SUPPLIED MATERIAL:

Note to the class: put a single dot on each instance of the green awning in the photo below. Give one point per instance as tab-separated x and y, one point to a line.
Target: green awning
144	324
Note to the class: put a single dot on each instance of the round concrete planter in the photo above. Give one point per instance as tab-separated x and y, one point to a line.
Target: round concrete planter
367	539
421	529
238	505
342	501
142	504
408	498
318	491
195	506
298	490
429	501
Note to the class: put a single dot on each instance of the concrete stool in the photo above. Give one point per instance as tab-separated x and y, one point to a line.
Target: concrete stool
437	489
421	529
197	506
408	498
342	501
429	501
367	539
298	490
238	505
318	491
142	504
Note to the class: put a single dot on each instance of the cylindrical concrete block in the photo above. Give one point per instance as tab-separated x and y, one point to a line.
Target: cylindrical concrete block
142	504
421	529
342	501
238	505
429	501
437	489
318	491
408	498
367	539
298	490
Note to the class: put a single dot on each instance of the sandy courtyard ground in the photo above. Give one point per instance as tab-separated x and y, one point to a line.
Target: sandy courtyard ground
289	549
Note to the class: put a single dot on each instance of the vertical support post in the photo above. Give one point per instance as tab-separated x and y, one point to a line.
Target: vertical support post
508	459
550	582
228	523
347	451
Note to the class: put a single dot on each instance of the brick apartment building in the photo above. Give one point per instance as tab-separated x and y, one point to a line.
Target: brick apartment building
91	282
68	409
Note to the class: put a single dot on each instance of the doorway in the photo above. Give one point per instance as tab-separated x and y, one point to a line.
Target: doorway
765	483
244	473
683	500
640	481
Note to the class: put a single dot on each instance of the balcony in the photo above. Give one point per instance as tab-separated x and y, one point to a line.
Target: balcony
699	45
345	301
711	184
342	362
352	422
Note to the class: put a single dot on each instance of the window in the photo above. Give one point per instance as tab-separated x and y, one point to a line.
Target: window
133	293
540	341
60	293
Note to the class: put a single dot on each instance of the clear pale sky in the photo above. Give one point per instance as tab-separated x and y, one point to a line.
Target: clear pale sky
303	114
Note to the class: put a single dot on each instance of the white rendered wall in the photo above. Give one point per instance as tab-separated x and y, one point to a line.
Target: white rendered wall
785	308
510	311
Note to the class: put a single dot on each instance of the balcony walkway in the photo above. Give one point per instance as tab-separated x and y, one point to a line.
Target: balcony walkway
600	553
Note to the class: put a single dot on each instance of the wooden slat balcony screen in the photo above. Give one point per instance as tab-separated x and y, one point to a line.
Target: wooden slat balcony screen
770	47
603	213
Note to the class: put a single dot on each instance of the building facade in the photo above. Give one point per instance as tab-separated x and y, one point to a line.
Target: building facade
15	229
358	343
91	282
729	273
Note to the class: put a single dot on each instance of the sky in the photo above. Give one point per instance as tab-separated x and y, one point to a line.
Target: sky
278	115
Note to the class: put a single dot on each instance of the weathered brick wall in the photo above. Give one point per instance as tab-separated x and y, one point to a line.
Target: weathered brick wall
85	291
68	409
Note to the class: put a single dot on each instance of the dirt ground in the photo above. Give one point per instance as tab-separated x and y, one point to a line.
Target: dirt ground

WRITTEN INSTRUCTION:
Can you copy all the rows above without changing a single character?

RESPONSE BELOW:
Note to the class: put a single dot on each instance of the green awning in the photo below. Give one point per instance as tab-separated x and y, one point to a line.
Target: green awning
144	324
Note to the class: put a single dot on each instance of the round concrete planter in the photo above. Give one point per instance as tab-separated x and y, one point to a line.
Target: round concrete planter
367	539
421	529
238	505
342	501
142	504
408	498
318	491
195	506
298	490
429	501
Note to the class: put a single dot on each instance of the concrete stool in the photo above. Give one point per instance as tab-separated x and y, one point to a line.
Target: concrete stool
437	489
421	529
197	506
408	498
342	501
429	501
367	539
298	490
238	505
318	491
142	504
Note to the class: put a single dot on each instance of the cylindrical concrete block in the photo above. Give one point per instance as tab-separated x and y, one point to a line.
Target: cylindrical concrete block
142	504
421	529
342	501
238	505
429	501
437	489
318	491
408	498
367	539
298	490
Note to the class: put a single dot on each instance of the sandy courtyard ground in the photo above. Give one point per instance as tab-separated x and y, one point to a line.
Target: sandy courtyard ground
289	549
Note to the class: put a single dot on each instance of the vertical support post in the photo above. Give one point per instance as tab-separated x and y, one point to a line.
Target: vertical support post
508	459
550	582
228	523
347	451
Note to the class: put a single dot on each instance of the brick apartment building in the photo above. Give one point per instance as tab-separated x and y, one point to a line.
Target: brick apartment building
91	282
68	409
Note to the class: put a single dot on each instance of the doorway in the photo above. Give one point per instance as tab-separated x and y, one point to a line.
Target: doorway
765	483
244	473
683	500
640	481
Note to the class: put a single dot on each instance of the balcony in the photo above. Give one point per instance as tab-separated x and y, one point to a line.
Target: balcony
699	45
345	301
711	184
342	362
352	422
Note to the class: put a single dot on each instance of the window in the photo above. Give one point per instance as tab-separated x and y, one point to a line.
Target: window
133	293
540	341
60	293
Note to the class: put a single dot on each instance of the clear pale sky in the photo above. Give one point per instance as tab-separated x and y, one point to a line.
Target: clear pale sky
303	114
Note to the class: put a single dot on each instance of the white rendered wall in the photo above. Give one point per instance as tab-separated x and y, one point to a line.
Target: white rendered wall
785	308
510	311
Note to the class: put a single dot on each instance of the balcony walkway in the photo above. Give one point per instance as tab-separated x and y, one point to a line.
Target: balcony walkway
600	553
Note to the class: put a single dot on each instance of the wooden slat balcony screen in the photo above. Give one point per instance as tab-separated x and y, one point to a line.
Target: wooden slat balcony screen
770	47
603	213
Note to the class: put a single dot on each instance of the building facade in the photo above. Give one point per instance as tab-separated x and y, one point to a line.
Target: building facade
15	229
358	343
91	282
729	273
Note to the class: put a single dot on each instance of the sky in the photo above. Give one point per instance as tab-separated x and y, one point to a line.
Target: sky
278	115
Note to the class: put a single dot on each instance of the weathered brick wall in the photo above. Give one point per instance as tab-separated x and y, one point to a line.
Target: weathered brick wall
85	291
68	409
Note to the class: put a single dot on each instance of the dirt ground in the photo above. Give one point per instance as tab-separated x and y, one point to a line.
Target: dirt ground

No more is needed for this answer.